• Brief
Transcribe every entry that follows, word for word, and omit the images.

[Image point grounding data]
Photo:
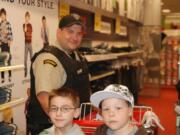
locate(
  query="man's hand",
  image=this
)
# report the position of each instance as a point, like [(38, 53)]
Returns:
[(43, 98)]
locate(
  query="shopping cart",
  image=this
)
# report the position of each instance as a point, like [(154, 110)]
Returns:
[(90, 118)]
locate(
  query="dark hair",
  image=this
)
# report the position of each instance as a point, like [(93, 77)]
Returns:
[(128, 103), (2, 11), (27, 14), (43, 18), (66, 92)]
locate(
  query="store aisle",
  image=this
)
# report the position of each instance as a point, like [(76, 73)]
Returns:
[(163, 106)]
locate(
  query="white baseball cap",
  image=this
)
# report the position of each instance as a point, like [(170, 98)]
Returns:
[(112, 91)]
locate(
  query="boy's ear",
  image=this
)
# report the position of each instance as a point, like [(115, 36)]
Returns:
[(77, 113)]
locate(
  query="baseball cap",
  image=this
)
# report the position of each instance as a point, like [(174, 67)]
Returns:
[(69, 20), (112, 91)]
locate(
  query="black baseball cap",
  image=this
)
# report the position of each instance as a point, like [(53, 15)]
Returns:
[(69, 20)]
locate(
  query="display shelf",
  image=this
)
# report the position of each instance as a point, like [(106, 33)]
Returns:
[(12, 103), (111, 56), (92, 78), (90, 8), (129, 54), (6, 68)]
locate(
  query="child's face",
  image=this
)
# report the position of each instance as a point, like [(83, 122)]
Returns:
[(62, 112), (116, 113), (3, 16)]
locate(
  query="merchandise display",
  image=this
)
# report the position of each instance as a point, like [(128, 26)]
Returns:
[(109, 55), (169, 60)]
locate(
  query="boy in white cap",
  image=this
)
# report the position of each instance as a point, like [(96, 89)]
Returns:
[(116, 104)]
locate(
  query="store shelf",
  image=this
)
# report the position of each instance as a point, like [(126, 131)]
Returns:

• Response to this exercise
Photo:
locate(
  query="man's hand",
  image=this
)
# report the position of each instance as a point, like [(38, 53)]
Returns:
[(43, 98)]
locate(
  query="shopping cart",
  image=this
)
# report the position of each instance as a point, like [(154, 110)]
Returns:
[(90, 118)]
locate(
  query="dark hair",
  image=this
)
# report the position of each instance as a point, like [(93, 77)]
Returns:
[(128, 103), (2, 11), (27, 14), (43, 18), (66, 92)]
locate(
  query="store aisle",
  image=this
)
# report the position of each instance as a point, like [(76, 73)]
Returns:
[(163, 106)]
locate(
  query="white baseball cap",
  image=this
)
# report the position of each instance as a point, like [(170, 98)]
Returns:
[(112, 91)]
locate(
  query="boy's ear",
  image=this
)
# report the position of each instance as a point, like [(115, 36)]
Returns:
[(77, 113)]
locate(
  query="baseball cap",
  image=this
)
# report the position of each instance as a point, like [(174, 67)]
Returns:
[(69, 20), (112, 91)]
locate(
  query="black baseball cap",
  image=this
)
# report the position of each instance as a point, like [(53, 15)]
Returns:
[(69, 20)]
locate(
  query="display shelf",
  image=this
)
# report the position of each instance as a point, like [(106, 33)]
Returns:
[(12, 103), (111, 56), (92, 78), (90, 8), (129, 54), (6, 68)]
locate(
  query="child's face",
  image=this
)
# report the position of each instance as a point, like [(83, 122)]
Returns:
[(62, 112), (116, 113), (3, 16)]
locate(
  query="merchandise display",
  image=this
)
# report the position of each instance as a point, like [(128, 26)]
Returns:
[(109, 55), (169, 60)]
locate(
  query="boy in white cap",
  image=this
)
# report the position of each instance as a point, like [(96, 89)]
Returns:
[(116, 104)]
locate(
  query="store shelf",
  image=this
)
# report the position of each instance as a point, like [(126, 131)]
Returns:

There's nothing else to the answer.